Assigned task: Extract every line of the rows below verbatim, omitting the pictures.

*** Data listing

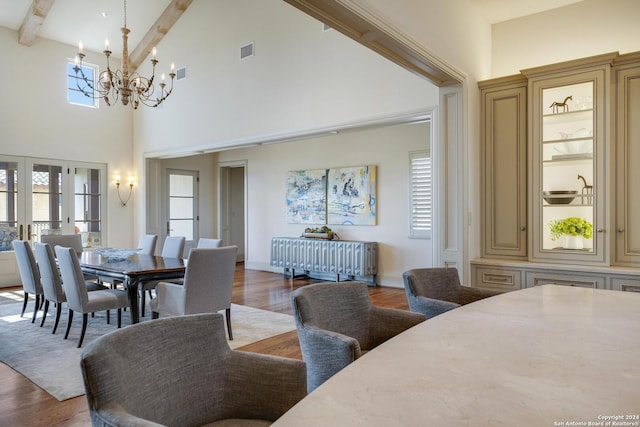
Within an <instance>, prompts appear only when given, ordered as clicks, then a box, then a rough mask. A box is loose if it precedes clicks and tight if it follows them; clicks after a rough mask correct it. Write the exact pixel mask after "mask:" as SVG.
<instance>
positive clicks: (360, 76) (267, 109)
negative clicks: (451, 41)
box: [135, 0, 433, 155]
mask: <svg viewBox="0 0 640 427" xmlns="http://www.w3.org/2000/svg"><path fill="white" fill-rule="evenodd" d="M250 41H254V42H255V56H254V57H252V58H250V59H247V60H244V61H241V60H240V59H239V52H240V46H242V45H243V44H245V43H247V42H250ZM158 50H159V51H160V50H161V51H162V57H163V58H165V57H166V58H173V60H174V61H175V62H176V65H177V66H178V67H180V66H184V65H186V66H187V67H188V68H187V70H188V78H187V79H186V80H183V81H180V82H177V83H176V85H175V90H174V93H173V94H172V95H171V96H170V98H169V99H168V100H167V102H166V105H165V106H164V107H163V108H162V109H160V110H146V111H143V112H142V114H139V115H138V114H137V115H136V117H135V143H136V146H137V147H136V150H137V152H139V153H146V154H147V155H149V154H150V153H151V154H162V153H163V150H169V151H172V152H175V151H177V150H188V149H194V150H196V149H204V148H211V147H216V146H218V145H220V144H228V143H233V142H234V141H239V142H247V141H251V140H252V139H262V138H265V137H266V136H269V135H271V136H278V135H282V134H284V133H292V132H303V131H308V130H313V129H321V128H324V127H329V126H335V125H337V124H343V123H351V122H361V121H367V120H371V119H377V118H380V117H386V116H389V115H394V114H398V113H404V112H408V111H415V110H421V109H425V108H426V107H428V106H432V105H433V104H429V102H432V99H430V98H429V94H430V88H429V86H430V85H429V84H428V83H425V81H424V80H422V79H421V78H419V77H417V76H415V75H413V74H411V73H409V72H406V71H405V70H403V69H401V68H400V67H399V66H397V65H395V64H393V63H391V62H390V61H387V60H386V59H383V58H381V57H380V56H378V55H377V54H375V53H373V52H371V51H369V50H368V49H364V48H362V47H361V46H360V45H358V44H357V43H355V42H354V41H352V40H351V39H348V38H347V37H345V36H343V35H342V34H339V33H337V32H336V31H328V32H324V31H323V26H322V24H321V23H320V22H318V21H316V20H315V19H313V18H311V17H309V16H307V15H305V14H303V13H302V12H300V11H299V10H297V9H295V8H293V7H292V6H290V5H288V4H286V3H285V2H283V1H281V0H261V1H255V0H218V1H202V0H196V1H194V2H193V3H192V5H191V6H190V7H189V9H188V10H187V11H186V12H185V14H184V15H183V17H182V18H181V19H180V20H179V21H178V22H177V23H176V25H175V26H174V27H173V28H172V30H171V32H170V33H169V34H168V36H167V37H166V38H165V39H164V40H163V41H162V42H161V43H160V44H159V46H158Z"/></svg>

******

Expected answer:
Within an <instance>, prompts appear only when given, ordered as clicks, then a box, then a rough mask. A box is loose if it precedes clicks and tight if it follows them; clicks after a rough mask correct it. Write the exact pixel mask after "mask:" as SVG.
<instance>
positive clicks: (360, 76) (267, 109)
negative clicks: (451, 41)
box: [135, 0, 433, 155]
mask: <svg viewBox="0 0 640 427" xmlns="http://www.w3.org/2000/svg"><path fill="white" fill-rule="evenodd" d="M250 41H254V42H255V56H254V57H252V58H250V59H247V60H244V61H241V60H240V59H239V52H240V46H242V45H243V44H245V43H247V42H250ZM158 50H159V51H160V50H161V51H162V57H163V58H165V57H166V58H173V60H174V61H175V62H176V65H177V66H178V67H180V66H184V65H186V66H187V67H188V68H187V70H188V78H187V79H186V80H183V81H180V82H177V83H176V85H175V90H174V93H173V94H172V95H171V96H170V98H169V99H168V100H167V102H166V105H165V106H164V107H163V108H162V109H160V110H146V111H143V112H142V114H139V115H138V114H137V115H136V117H135V143H136V146H137V147H136V150H137V152H139V153H146V154H147V155H149V154H150V153H151V154H162V153H163V150H169V151H172V152H175V151H177V150H188V149H194V150H196V149H204V148H211V147H216V146H218V145H220V144H228V143H233V142H234V141H239V142H247V141H251V140H252V139H262V138H265V137H266V136H269V135H271V136H278V135H282V134H284V133H292V132H303V131H308V130H313V129H321V128H324V127H329V126H335V125H337V124H343V123H351V122H361V121H367V120H371V119H377V118H380V117H386V116H389V115H394V114H398V113H404V112H408V111H415V110H421V109H425V108H426V107H428V106H432V105H433V104H429V102H432V99H430V98H429V94H430V88H429V86H430V85H429V84H428V83H425V81H424V80H422V79H421V78H419V77H417V76H415V75H413V74H411V73H409V72H406V71H405V70H403V69H401V68H400V67H399V66H397V65H395V64H393V63H391V62H390V61H387V60H386V59H383V58H381V57H380V56H378V55H377V54H375V53H373V52H371V51H369V50H368V49H364V48H362V47H361V46H360V45H358V44H357V43H355V42H354V41H352V40H351V39H348V38H347V37H345V36H343V35H342V34H339V33H337V32H336V31H328V32H324V31H323V26H322V24H321V23H320V22H318V21H316V20H315V19H313V18H311V17H309V16H307V15H305V14H303V13H302V12H300V11H299V10H297V9H295V8H293V7H292V6H290V5H288V4H286V3H285V2H283V1H281V0H261V1H255V0H218V1H202V0H196V1H194V2H193V3H192V5H191V6H190V7H189V9H188V10H187V11H186V12H185V14H184V15H183V17H182V18H181V19H180V20H179V21H178V22H177V23H176V25H175V26H174V27H173V28H172V30H171V32H170V33H169V34H168V36H167V37H166V38H165V39H164V40H163V41H162V42H161V43H160V44H159V46H158Z"/></svg>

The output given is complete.